- YOUR GOAL
Locate every line in the data that contains the word "head" and copy each one out in full. Matching is case-sensitive.

- SUPPLIED RECORDS

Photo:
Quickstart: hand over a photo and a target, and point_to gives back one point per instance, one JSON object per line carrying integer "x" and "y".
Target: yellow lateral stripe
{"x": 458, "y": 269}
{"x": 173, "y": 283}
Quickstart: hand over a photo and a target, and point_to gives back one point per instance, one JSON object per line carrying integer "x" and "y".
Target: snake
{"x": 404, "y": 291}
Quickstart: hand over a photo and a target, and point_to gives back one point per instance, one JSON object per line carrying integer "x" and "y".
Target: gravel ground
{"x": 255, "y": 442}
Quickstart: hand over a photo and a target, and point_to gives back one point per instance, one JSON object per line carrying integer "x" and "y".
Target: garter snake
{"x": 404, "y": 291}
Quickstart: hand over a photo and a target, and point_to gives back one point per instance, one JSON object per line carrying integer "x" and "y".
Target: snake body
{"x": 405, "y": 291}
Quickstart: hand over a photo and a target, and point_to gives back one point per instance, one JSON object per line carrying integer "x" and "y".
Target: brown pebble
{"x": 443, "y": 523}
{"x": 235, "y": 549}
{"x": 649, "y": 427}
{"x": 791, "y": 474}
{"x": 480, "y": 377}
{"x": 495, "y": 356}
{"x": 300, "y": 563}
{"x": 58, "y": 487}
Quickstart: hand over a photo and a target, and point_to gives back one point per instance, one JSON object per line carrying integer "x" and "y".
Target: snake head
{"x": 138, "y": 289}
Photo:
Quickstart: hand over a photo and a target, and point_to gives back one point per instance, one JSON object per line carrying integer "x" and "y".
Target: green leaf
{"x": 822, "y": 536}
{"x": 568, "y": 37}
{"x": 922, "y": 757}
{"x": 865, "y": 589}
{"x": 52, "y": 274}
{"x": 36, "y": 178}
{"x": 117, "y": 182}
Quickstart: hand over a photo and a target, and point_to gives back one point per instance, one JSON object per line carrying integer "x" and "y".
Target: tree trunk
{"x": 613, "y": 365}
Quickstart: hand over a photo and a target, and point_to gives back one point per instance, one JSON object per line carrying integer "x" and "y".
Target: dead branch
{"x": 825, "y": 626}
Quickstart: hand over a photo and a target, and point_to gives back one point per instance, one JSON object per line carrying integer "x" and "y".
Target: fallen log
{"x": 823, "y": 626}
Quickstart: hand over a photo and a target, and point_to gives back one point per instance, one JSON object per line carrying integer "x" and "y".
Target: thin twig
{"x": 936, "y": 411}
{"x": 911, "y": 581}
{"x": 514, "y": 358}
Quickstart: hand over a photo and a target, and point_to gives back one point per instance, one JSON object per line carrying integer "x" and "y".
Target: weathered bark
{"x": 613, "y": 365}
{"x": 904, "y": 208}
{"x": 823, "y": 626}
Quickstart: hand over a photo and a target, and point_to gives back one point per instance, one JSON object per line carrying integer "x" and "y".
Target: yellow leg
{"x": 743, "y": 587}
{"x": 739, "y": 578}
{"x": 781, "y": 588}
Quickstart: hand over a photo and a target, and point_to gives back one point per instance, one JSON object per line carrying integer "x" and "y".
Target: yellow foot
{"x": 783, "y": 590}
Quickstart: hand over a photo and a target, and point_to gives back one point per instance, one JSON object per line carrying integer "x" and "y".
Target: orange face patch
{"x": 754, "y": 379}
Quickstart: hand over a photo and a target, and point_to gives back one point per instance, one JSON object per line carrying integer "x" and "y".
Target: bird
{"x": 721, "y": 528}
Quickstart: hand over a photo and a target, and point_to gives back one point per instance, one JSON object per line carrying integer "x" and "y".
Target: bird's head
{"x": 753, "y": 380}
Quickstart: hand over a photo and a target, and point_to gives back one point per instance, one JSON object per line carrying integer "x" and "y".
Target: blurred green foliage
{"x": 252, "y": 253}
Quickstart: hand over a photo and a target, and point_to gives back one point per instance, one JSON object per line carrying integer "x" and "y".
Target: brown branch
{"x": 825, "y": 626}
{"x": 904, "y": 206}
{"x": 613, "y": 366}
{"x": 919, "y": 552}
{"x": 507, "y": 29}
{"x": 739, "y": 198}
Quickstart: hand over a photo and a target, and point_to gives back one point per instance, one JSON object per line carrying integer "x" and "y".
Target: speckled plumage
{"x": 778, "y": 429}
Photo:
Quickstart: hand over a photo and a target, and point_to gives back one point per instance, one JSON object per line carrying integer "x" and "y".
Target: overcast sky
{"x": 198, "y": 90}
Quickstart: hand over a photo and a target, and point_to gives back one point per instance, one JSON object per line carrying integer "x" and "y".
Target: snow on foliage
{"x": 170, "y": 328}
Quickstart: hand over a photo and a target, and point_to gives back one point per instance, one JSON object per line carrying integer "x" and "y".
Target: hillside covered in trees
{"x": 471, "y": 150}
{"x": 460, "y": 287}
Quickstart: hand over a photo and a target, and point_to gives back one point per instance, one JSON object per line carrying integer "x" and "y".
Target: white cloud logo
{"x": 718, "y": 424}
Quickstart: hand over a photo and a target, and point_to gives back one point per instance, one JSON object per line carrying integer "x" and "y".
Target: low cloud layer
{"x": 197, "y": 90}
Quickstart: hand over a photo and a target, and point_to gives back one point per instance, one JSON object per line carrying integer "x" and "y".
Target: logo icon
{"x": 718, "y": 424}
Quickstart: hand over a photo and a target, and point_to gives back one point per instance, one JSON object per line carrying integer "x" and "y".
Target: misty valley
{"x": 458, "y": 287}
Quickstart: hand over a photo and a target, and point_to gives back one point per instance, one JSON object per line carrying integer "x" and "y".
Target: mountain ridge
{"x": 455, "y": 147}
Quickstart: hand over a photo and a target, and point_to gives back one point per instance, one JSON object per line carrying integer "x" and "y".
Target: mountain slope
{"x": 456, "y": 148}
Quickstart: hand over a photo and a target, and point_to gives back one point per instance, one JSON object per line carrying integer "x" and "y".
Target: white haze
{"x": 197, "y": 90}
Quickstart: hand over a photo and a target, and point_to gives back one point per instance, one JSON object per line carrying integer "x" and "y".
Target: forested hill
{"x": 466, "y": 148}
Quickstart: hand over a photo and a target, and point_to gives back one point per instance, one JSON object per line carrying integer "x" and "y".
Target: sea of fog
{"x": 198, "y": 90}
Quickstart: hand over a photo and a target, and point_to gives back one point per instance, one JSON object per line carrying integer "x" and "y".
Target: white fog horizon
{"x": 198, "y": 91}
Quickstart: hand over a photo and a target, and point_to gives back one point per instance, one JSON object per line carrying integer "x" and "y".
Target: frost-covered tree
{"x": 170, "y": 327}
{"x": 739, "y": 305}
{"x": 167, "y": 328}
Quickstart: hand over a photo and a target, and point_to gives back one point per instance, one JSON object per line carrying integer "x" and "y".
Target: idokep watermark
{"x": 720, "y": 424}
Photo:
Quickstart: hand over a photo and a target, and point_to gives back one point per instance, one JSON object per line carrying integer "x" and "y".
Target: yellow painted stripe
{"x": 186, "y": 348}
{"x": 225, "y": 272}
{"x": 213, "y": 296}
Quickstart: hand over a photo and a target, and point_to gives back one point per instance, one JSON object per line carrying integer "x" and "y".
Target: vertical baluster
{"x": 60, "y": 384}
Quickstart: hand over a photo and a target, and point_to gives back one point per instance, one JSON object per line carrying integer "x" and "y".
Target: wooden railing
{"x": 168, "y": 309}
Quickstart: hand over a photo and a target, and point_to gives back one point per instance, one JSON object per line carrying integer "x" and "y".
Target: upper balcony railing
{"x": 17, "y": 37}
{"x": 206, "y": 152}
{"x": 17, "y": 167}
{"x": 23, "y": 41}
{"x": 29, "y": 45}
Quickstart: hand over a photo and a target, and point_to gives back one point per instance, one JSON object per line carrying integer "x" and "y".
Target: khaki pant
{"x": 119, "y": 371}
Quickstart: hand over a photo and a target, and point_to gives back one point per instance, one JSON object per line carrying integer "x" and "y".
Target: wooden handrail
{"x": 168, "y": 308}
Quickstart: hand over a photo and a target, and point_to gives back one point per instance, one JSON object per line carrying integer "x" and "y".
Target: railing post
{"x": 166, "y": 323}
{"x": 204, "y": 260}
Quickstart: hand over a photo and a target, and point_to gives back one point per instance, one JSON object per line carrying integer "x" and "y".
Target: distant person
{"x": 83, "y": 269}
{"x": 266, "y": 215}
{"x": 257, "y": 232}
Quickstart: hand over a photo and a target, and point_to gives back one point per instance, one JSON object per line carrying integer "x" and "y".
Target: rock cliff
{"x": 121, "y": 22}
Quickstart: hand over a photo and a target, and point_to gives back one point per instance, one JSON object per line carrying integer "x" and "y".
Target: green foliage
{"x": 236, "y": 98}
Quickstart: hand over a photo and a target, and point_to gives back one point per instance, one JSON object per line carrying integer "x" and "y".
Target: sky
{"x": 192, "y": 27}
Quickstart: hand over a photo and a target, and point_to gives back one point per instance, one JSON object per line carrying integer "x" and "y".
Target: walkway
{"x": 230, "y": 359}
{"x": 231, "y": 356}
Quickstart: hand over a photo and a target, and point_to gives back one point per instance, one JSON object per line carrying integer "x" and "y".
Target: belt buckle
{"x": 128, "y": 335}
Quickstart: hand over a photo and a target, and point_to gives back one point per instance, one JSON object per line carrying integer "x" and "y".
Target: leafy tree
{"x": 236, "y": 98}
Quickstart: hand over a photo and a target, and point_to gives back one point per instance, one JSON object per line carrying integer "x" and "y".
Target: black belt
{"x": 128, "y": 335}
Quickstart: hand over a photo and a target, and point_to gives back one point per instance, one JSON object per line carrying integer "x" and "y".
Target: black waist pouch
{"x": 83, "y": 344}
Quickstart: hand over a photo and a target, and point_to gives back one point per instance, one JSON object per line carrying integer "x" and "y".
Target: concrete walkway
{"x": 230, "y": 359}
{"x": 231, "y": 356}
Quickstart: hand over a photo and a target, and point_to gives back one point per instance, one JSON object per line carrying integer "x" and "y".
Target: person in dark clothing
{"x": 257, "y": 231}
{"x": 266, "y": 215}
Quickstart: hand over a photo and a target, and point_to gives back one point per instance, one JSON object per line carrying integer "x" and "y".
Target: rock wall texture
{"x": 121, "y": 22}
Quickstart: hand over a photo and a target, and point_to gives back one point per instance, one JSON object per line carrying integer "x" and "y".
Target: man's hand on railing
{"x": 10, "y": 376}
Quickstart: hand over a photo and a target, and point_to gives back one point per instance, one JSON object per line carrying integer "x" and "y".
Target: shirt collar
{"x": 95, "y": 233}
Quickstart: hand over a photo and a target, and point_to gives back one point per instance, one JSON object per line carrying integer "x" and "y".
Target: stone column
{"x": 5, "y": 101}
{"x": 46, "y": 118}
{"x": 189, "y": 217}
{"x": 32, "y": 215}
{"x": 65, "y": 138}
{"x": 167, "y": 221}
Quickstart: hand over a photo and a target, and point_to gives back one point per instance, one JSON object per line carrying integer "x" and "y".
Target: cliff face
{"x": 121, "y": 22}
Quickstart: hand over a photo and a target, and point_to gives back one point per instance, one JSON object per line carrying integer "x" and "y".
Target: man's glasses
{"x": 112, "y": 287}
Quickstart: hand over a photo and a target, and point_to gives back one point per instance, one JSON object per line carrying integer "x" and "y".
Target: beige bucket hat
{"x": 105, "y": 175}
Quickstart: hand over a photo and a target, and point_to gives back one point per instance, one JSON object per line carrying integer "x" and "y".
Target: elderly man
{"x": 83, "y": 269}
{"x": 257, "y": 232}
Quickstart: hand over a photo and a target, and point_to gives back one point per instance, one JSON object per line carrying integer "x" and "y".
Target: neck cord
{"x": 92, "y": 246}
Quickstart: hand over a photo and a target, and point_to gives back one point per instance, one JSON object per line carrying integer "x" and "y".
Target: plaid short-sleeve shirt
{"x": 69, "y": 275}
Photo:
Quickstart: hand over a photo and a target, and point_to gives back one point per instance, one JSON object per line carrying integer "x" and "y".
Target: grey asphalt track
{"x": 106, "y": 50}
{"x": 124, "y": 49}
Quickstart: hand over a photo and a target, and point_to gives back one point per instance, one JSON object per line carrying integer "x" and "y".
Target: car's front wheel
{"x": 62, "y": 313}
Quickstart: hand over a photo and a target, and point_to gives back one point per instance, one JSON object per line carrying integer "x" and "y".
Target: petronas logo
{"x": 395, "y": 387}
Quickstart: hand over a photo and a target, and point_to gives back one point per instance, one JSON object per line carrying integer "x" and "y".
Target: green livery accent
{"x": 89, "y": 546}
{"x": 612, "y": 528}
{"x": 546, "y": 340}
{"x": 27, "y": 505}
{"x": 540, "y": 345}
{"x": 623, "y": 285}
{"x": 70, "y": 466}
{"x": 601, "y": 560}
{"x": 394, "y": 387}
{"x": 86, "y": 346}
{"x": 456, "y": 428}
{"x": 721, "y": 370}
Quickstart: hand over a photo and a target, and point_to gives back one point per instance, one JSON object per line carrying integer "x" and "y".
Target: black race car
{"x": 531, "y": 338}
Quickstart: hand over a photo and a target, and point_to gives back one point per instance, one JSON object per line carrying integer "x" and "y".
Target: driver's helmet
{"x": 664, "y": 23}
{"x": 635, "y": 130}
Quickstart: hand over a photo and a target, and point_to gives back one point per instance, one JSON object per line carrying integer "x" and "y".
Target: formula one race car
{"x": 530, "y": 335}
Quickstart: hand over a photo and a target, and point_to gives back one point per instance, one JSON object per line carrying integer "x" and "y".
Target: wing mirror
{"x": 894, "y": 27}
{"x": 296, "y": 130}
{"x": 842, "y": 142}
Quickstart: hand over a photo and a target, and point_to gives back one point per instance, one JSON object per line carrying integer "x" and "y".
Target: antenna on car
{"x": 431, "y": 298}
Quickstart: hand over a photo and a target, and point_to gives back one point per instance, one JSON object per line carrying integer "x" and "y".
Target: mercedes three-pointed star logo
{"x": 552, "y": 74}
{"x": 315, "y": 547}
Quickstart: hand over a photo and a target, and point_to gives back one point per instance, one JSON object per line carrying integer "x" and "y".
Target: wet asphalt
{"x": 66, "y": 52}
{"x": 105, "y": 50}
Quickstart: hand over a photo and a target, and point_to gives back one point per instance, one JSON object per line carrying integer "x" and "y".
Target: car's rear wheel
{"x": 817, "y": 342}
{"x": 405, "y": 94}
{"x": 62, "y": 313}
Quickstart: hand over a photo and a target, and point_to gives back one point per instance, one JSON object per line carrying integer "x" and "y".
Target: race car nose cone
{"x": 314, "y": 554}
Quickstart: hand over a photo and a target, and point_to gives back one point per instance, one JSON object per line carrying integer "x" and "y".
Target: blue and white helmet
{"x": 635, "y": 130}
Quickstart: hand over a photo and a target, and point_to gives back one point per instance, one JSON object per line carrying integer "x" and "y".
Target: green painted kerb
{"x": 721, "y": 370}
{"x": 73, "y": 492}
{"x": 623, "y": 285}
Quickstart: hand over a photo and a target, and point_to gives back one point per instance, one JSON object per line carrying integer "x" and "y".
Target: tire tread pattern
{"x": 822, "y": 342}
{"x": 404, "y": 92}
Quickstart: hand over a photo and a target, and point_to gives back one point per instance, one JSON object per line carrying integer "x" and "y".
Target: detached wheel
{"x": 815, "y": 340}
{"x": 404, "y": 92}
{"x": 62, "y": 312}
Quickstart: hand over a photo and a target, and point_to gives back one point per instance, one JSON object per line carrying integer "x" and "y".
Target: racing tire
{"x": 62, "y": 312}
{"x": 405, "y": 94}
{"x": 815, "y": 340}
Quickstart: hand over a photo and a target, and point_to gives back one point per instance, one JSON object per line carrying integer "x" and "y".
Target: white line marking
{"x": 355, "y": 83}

- EXERCISE ANSWER
Target: snake head
Target: bird's head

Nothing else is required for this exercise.